Task description
Quote every line of the data below word for word, omitting the pictures.
**** Entries provided ****
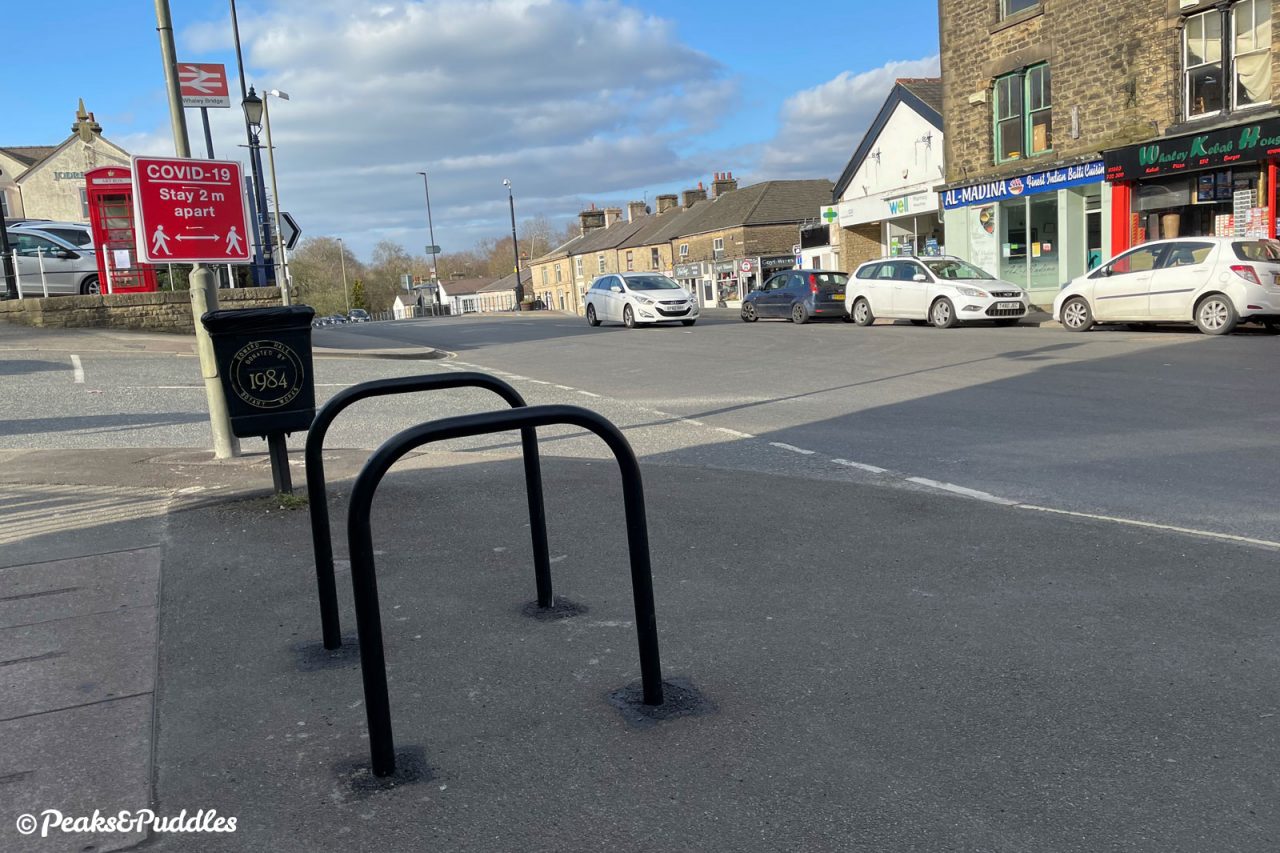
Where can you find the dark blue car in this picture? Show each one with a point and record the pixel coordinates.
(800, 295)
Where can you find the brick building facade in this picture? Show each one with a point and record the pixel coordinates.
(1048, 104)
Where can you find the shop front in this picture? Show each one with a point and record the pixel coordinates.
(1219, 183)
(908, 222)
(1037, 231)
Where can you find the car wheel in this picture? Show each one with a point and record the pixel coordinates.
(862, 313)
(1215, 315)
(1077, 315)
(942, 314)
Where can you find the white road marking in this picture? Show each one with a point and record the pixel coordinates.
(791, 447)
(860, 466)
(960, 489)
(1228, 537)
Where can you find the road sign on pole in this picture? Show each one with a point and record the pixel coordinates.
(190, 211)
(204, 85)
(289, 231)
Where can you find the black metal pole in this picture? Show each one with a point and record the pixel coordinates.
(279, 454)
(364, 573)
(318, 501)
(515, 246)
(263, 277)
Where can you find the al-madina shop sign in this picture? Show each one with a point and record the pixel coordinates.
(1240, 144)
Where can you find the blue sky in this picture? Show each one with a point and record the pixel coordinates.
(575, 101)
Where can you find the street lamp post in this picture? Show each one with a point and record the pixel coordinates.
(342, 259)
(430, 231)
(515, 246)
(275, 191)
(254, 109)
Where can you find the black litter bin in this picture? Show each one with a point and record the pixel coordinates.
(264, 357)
****
Result
Where can you find the dark blue car in this picture? Show each one with a point and record the pixel coordinates.
(800, 295)
Where can you find the brick building facade in this picture? Show each one with a point and record the pixel coordinates.
(1048, 104)
Where can you find the shop front in this picture? Show each one with a point and record the pixel coordinates.
(1219, 183)
(908, 222)
(1037, 231)
Where can you find the car wheel in this picture? Show each one with a point and record the pixel coordinates.
(862, 313)
(1215, 315)
(1077, 315)
(942, 314)
Where can you find the white road marking in this picture? Show each one with a point and record the pixel coordinates.
(791, 447)
(860, 466)
(960, 489)
(1228, 537)
Where can you find the road sign on pole in this picture? Show each one with a point and record the pixel coordinates.
(190, 211)
(204, 85)
(289, 231)
Where can you find the black metal pole in this picture? Show each one with a point and record the pixel coordinates.
(279, 454)
(364, 573)
(318, 501)
(515, 246)
(263, 277)
Where can you find the al-madina shop sign in this picture? Show each one with a point and record the pixel coordinates.
(1240, 144)
Where can you find the blue sky in this picture? Show each one with a point and record the pixel coordinates.
(575, 101)
Where can you find the street lamp post in this picture? Show each one with a point and record the pixel coordinates.
(342, 259)
(430, 231)
(515, 246)
(275, 191)
(254, 109)
Where can you find the black litter bin in this picture? Show each one with a point and record the pixel coordinates.
(264, 357)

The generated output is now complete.